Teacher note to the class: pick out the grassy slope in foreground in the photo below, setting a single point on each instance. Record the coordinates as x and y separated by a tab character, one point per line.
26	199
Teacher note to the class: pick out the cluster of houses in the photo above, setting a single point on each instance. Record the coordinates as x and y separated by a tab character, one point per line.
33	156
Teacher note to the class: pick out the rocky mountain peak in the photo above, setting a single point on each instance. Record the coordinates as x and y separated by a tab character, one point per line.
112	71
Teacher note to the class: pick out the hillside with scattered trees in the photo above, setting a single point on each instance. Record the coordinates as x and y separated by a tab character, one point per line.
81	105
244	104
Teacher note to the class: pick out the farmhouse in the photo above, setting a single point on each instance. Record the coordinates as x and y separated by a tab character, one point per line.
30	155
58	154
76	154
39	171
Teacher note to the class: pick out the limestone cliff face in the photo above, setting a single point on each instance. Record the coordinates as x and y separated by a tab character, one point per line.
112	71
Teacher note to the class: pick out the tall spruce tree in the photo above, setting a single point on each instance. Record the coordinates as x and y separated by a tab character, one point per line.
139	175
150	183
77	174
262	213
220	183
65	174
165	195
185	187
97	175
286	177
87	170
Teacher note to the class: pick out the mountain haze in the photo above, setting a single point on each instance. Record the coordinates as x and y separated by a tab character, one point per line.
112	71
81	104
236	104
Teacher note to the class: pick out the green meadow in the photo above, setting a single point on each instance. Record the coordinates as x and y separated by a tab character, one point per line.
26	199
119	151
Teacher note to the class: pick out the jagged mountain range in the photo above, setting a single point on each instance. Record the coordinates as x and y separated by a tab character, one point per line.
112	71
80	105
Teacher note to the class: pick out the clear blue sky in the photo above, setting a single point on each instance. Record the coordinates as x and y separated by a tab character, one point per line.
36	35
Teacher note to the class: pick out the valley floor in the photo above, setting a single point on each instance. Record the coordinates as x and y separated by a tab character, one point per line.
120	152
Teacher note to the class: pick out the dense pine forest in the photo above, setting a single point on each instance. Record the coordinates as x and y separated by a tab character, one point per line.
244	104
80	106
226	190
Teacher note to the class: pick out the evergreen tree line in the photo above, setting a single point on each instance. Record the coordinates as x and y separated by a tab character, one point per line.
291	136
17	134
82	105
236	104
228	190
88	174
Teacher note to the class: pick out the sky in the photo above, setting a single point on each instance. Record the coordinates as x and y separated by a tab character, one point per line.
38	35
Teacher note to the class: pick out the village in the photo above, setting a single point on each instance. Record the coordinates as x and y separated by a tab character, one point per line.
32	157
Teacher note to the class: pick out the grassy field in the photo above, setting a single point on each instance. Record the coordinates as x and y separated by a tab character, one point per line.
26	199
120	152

> **EXERCISE DETAILS**: Reproduce every record, matching each line exactly.

> **TASK ANSWER**:
Teacher note to the class: pick out the grassy slope in foreground in the photo below, setting a single point on each instance. Record the coordinates as x and y separated by a tab character, one point per line.
26	199
Teacher note to the class: pick out the cluster of houses in the photo above, setting a single point on each instance. Record the coordinates as x and y separated by a tab character, one point per line.
33	156
Teacher note to the class: pick out the rocky mountain peak in the photo above, setting a single point on each instance. Record the coordinates as x and y separated by a tab character, one point per line.
112	71
Teacher note to the class: pick out the hillside with scattered trees in the photo above, setting a single point on each instance. Record the coordinates as x and y separated by a tab character, one point per line.
81	105
244	104
Teacher note to the class: pick out the farmhouse in the photo above, setting a single point on each instance. Record the coordinates as x and y separated by a tab character, one point per line.
30	155
58	154
76	154
39	171
Teacher note to the class: pick out the limestone cliff face in the photo above, setting a single point on each instance. Record the coordinates as x and y separated by a tab character, one point per line.
112	71
Teacher note to the class: pick out the tall spruce tree in the photo above, setting a single point on each instance. Record the coordinates as x and y separated by a tab character, one point per line.
139	175
150	183
77	174
262	213
220	183
65	174
165	195
185	187
97	175
286	177
87	170
Teacher note to the class: pick out the mountain haze in the photo above, setting a single point on each instance. Record the coordinates as x and y separated by a tab character, one point per line.
112	71
81	104
236	104
Teacher note to the class: pick out the green meadow in the photo above, setting a single point on each instance. Record the coordinates as x and y separated by a tab character, one point per line.
26	199
119	151
Teacher note to the class: pick out the jagged mountain range in the photo above, setting a single point on each instance. Record the coordinates as x and y separated by a tab character, one point per line.
112	71
80	105
Teacher note to the class: pick out the clear blue sky in the photo above, setting a single point on each instance. Record the coordinates as x and y separated by a tab character, one point per line.
36	35
Teacher note to the class: pick out the valley floor in the photo above, setting a single point on each instance. Record the coordinates as x and y separated by a tab character, one point per line.
120	152
Teacher note to the class: pick out the dense pine forest in the photo above, setting a single point on each instance. Record the coordinates as x and y separated by a tab character, one point per line.
244	104
80	106
226	190
Teacher note to the class: pick out the evergreen tree line in the photo above, setting a single point on each instance. Record the coordinates as x and y separated by a tab character, one point per line.
291	136
17	134
82	105
236	104
228	190
88	174
Teacher note to the class: pick out the sky in the photo above, setting a single point on each instance. Record the coordinates as x and y separated by a tab character, one point per line.
38	35
Teacher note to the class: pick out the village in the photo above, setting a single point on each instance. Record the coordinates as x and y separated by a tab character, one point per line.
32	157
Teacher note to the class: pick out the grassy field in the photo above, setting a single point on each instance. Record the coordinates as x and y separated by a tab character, one point per line.
26	199
120	152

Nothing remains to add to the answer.